## [GIVEN PROBLEM]
Leave out the pictures, then reproduce the rest of the material exactly.

## [Coordinate annotation entries]
______

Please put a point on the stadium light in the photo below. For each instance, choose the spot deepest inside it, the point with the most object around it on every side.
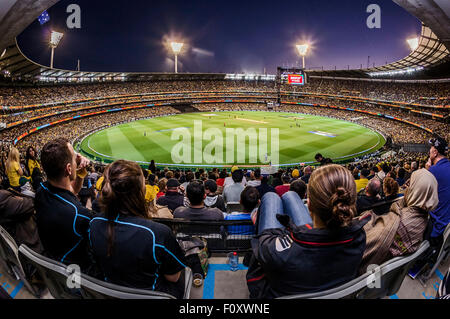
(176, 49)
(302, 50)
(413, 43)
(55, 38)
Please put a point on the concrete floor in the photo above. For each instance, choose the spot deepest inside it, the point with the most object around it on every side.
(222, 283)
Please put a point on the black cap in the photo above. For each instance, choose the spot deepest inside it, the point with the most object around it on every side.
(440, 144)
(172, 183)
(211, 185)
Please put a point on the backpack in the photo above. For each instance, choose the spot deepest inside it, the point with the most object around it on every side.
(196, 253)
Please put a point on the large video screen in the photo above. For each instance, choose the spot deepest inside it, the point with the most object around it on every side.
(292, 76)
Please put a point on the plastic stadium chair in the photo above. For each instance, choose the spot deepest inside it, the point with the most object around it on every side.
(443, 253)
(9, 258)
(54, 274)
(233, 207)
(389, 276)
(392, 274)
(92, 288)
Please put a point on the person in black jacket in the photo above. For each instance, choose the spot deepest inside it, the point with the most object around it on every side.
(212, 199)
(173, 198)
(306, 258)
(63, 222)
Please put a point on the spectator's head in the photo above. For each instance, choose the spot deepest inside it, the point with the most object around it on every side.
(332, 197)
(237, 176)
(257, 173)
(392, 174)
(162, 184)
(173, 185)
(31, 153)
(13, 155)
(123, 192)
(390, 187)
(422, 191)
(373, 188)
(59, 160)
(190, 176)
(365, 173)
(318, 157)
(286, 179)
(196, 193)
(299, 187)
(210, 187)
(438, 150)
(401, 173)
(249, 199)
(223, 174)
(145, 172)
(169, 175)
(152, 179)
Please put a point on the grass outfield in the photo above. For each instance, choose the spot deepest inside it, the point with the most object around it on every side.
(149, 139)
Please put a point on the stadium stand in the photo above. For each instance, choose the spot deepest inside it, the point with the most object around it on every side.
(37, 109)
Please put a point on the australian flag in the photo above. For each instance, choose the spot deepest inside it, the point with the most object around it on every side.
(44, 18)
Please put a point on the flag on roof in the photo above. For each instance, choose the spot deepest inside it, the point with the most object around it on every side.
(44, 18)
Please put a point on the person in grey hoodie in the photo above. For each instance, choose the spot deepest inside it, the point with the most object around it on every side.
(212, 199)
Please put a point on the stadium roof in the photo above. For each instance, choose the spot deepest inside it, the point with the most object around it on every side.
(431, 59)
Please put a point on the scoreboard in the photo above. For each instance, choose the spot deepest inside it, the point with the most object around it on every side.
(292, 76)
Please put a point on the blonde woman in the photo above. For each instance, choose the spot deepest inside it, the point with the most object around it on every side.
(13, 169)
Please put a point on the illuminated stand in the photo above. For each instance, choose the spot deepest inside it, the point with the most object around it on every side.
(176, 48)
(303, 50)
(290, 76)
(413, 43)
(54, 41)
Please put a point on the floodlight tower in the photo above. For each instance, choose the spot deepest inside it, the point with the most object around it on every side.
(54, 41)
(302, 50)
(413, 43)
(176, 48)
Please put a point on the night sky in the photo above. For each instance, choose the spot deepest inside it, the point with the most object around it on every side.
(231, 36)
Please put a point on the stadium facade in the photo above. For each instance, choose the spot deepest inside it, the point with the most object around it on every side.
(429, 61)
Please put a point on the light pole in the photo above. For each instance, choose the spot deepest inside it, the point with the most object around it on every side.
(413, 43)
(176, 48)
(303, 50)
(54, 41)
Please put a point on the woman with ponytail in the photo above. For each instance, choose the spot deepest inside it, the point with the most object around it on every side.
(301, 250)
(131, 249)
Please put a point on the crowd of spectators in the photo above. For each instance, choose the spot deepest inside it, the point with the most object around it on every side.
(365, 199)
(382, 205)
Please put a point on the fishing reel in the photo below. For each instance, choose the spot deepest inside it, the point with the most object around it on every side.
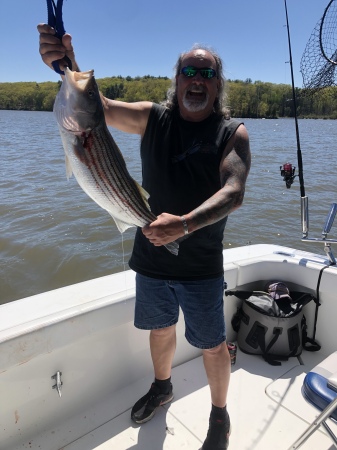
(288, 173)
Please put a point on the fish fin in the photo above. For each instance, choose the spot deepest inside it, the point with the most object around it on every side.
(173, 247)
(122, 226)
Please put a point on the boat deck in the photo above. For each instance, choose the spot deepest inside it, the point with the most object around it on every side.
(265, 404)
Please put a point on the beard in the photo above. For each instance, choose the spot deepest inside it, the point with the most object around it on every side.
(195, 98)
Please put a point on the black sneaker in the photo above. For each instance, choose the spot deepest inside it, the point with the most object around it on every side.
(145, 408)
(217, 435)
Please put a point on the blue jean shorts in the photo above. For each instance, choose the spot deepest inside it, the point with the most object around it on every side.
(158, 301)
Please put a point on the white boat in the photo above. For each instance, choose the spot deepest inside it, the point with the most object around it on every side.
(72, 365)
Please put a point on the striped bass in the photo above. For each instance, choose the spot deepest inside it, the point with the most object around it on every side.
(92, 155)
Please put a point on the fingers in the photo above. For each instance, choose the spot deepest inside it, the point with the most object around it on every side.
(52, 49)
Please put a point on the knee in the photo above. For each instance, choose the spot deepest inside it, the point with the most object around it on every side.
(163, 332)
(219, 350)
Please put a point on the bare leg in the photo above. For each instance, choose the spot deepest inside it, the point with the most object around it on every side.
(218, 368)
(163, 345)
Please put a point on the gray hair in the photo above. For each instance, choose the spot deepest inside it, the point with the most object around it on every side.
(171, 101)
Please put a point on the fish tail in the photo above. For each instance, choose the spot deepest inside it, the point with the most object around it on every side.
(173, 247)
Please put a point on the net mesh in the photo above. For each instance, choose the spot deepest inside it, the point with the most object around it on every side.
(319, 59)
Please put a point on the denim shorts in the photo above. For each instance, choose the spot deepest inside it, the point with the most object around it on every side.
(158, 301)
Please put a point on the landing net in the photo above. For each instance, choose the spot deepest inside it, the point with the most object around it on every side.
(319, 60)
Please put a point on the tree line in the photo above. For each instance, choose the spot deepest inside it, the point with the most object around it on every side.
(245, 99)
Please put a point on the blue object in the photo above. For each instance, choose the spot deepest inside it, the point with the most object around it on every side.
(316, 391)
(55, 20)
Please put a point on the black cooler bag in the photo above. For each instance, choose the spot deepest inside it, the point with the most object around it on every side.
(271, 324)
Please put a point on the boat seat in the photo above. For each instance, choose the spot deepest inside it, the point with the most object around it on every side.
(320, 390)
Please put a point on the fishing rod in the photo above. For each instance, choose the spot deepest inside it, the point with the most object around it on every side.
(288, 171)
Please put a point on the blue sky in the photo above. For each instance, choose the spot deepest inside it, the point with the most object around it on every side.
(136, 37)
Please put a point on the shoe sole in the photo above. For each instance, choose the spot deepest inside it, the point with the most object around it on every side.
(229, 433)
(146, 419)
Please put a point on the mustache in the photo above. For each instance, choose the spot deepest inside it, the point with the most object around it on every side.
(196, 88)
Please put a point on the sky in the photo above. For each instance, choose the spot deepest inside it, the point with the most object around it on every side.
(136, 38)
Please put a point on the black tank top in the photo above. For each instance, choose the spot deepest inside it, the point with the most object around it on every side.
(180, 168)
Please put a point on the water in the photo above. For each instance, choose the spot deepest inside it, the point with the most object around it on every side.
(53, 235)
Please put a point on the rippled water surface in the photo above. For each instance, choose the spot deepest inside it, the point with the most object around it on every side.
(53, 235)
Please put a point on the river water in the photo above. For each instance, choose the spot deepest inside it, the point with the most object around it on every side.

______

## [TASK RESPONSE]
Please put a point on the stadium light in the photo below. For each instance, choose the spot deepest inside it, the point with the most object around it on every side.
(176, 49)
(302, 50)
(413, 43)
(55, 38)
Please put a point on the concrete floor in the photo above. For each instance, choose the spot deepest inside it, the point with the most object around it on every side.
(222, 283)
Please put a point on the black cap in the photo above. For each instance, choose the spot deepest inside it, the point with the most object around it on every side.
(440, 144)
(172, 183)
(211, 185)
Please put a point on the backpack in the photo above. For each instance, choose the spot deepest inside it, the point with the most object around it on every side.
(196, 253)
Please put a point on the large video screen in the photo above. For each instance, choose the spot deepest inside it, the point with the most object around it on every side.
(292, 76)
Please put a point on the plastic stadium chair in the photo above. For each instance, choose the spot deepest inside it, the point with the most object around it on every side.
(443, 253)
(9, 258)
(54, 274)
(233, 207)
(389, 276)
(392, 274)
(92, 288)
Please put a point on the person in black jacket in the photo above. For each instance, choose the spot deepest inside it, the point with the most object around it on every side.
(212, 199)
(173, 198)
(306, 258)
(63, 222)
Please put a point on the spectator's head in the photo above. For each instance, choose the spot deepest inside it, the point with the most object around it on every side.
(332, 197)
(237, 176)
(257, 173)
(392, 174)
(162, 184)
(173, 185)
(31, 153)
(13, 155)
(123, 192)
(390, 187)
(422, 191)
(373, 188)
(59, 160)
(190, 176)
(365, 173)
(318, 157)
(286, 179)
(196, 193)
(299, 187)
(210, 187)
(438, 150)
(401, 173)
(249, 199)
(223, 174)
(145, 172)
(169, 175)
(152, 179)
Please put a point on the grass outfield in the photo above. For each instance, choose the spot deepest inside it, the point with the most object around it on every side.
(149, 139)
Please put a point on the stadium stand in the photo above. For each instance, choose the spot deepest inside it, the point with the most object around it on every side.
(37, 109)
Please put a point on the australian flag in the photo above. For each instance, choose the spot deepest inside it, the point with the most object around it on every side.
(44, 18)
Please put a point on the flag on roof in the photo above. For each instance, choose the spot deepest inside it, the point with the most object around it on every side.
(44, 18)
Please put a point on the person in grey hoodie in the photo above. For each instance, choose the spot deepest inside it, the point with the most object around it on every side.
(212, 199)
Please put a point on the stadium roof in the photo above. For each instance, choose the spot deepest inside it, the point with the most object around it on every side.
(431, 59)
Please put a point on the scoreboard in the photo above. For each instance, choose the spot deepest inside it, the point with the most object around it on every side.
(292, 76)
Please put a point on the blonde woman in the photo above. For each instance, choose the spot deepest inside it, the point with the most object around it on every side.
(13, 169)
Please put a point on the illuminated stand in the photo above. For each instance, choose the spot deepest inside it, the point with the most object around it on every side.
(176, 48)
(303, 50)
(290, 76)
(413, 43)
(54, 41)
Please put a point on the floodlight tower in the photo above. For each instance, choose the spot deepest inside it, the point with the most object around it on every side.
(54, 41)
(302, 50)
(413, 43)
(176, 48)
Please put a point on the night sky in the photo above. For each instance, choose the spot deepest inside it, the point with the most object around it on every side.
(231, 36)
Please put a point on the stadium facade in the photo above. For each instance, choose the spot deepest inside it, the point with the most object around it on every side.
(429, 61)
Please put a point on the light pole in the photo above. For each instance, choose the spot deepest inside it, the point with the most object around it on every side.
(413, 43)
(176, 48)
(303, 50)
(54, 41)
Please put a point on the woman with ponytail in the photo above. For each instance, choose the spot deepest inside it, the point with the most object around it on every side.
(301, 250)
(131, 249)
Please put a point on the crowd of spectators in the photo above. For each instance, choose the spot deepest inside it, the point with the most object around it on every side.
(365, 199)
(382, 205)
Please put a point on the fishing reel in the photo below. For each instance, choose the spot deepest inside it, the point with the most object around it on every side.
(288, 173)
Please put a point on the fish fin in the photo above. For each instance, choose the spot deepest inside it, the point with the most object around it on every side.
(173, 247)
(122, 226)
Please put a point on the boat deck in the photo above. For each instance, choose the spot deepest inside it, the point with the most object around it on every side.
(265, 404)
Please put a point on the beard in the photo above. For each instance, choose the spot deepest inside it, the point with the most object around it on every side.
(195, 98)
Please put a point on the black sneaker in the photo above. For each instance, choose the spot deepest inside it, the point with the most object around it on every side.
(145, 408)
(217, 435)
Please put a point on the blue jean shorts in the photo above. For each instance, choose the spot deepest inside it, the point with the most object around it on every side.
(158, 301)
Please put a point on the white boat in the photo above. For each instance, choose the spot deepest inside it, the point with the most object around it on every side.
(72, 365)
Please put a point on the striped bass in the photo above. For each instance, choose the spot deepest inside it, the point with the most object around it on every side.
(92, 155)
Please put a point on the fingers in the photo above. For each instance, choose the spot deepest inside it, the point with the most object around it on every side.
(52, 49)
Please put a point on the knee in the photo above. For each instance, choose the spot deepest inside it, the point with the most object around it on every side.
(163, 332)
(219, 350)
Please put a point on the bare leg in the photo above. For each instance, choose the spot deepest inside it, the point with the most object around it on every side.
(218, 368)
(163, 345)
Please put a point on the gray hair in the photo above. For each instance, choose the spot deepest inside it, the point with the most object around it on every side.
(171, 101)
Please put a point on the fish tail in the photo above. For each instance, choose the spot deepest inside it, the point with the most object around it on every side.
(173, 247)
Please put a point on the net mesh in the photo above. For each instance, choose the spot deepest inside it, the point with the most object around it on every side.
(319, 59)
Please put a point on the denim shorts in the photo above. For each instance, choose the spot deepest inside it, the point with the most object around it on every side.
(158, 301)
Please put a point on the landing net in the photo above. For each instance, choose the spot deepest inside it, the point with the most object around it on every side.
(319, 60)
Please put a point on the tree line in the photo above. For each instance, choose the spot deepest inside it, the point with the most object around it on every side.
(245, 99)
Please put a point on the blue object in the photo above. For each instance, choose the spot deepest inside it, the point with the most object around it on every side.
(316, 391)
(55, 20)
Please put a point on the black cooler bag in the photo above. For each instance, choose the spot deepest inside it, the point with the most object around it on every side.
(271, 324)
Please put a point on the boat seat in the photo above. For each instance, choose the spot deepest inside it, the point with the most object around it on every side.
(320, 390)
Please put a point on the fishing rod in the photo above. For each instance, choose the spot deepest inside it, the point with the most object around it on every side.
(288, 171)
Please put a point on the blue sky in the photo above. For each instance, choose the spot deepest inside it, the point with the most object around it on every side.
(136, 37)
Please put a point on the shoe sole in the photo above. For each instance, choose the spot deepest inside it, the point with the most object around it on every side.
(229, 433)
(146, 419)
Please put a point on the mustache in the photo above. For each instance, choose the spot deepest inside it, the point with the most object around it on every side.
(196, 88)
Please put a point on the sky in the photo above. For each instance, choose the spot deepest inside it, the point with the most object around it on every side.
(136, 38)
Please put a point on the black tank top in the photo above. For each instance, choose the spot deepest inside it, the point with the most object around it on every side.
(180, 168)
Please put a point on the water in the photo above. For each instance, choose the spot deepest inside it, the point with the most object around it on every side.
(53, 235)
Please put a point on the rippled water surface in the photo above. For each instance, choose the spot deepest inside it, the point with the most object around it on every side.
(53, 235)
Please put a point on the river water in the photo above. For each instance, choose the spot deepest inside it, the point with the most object around it on every side.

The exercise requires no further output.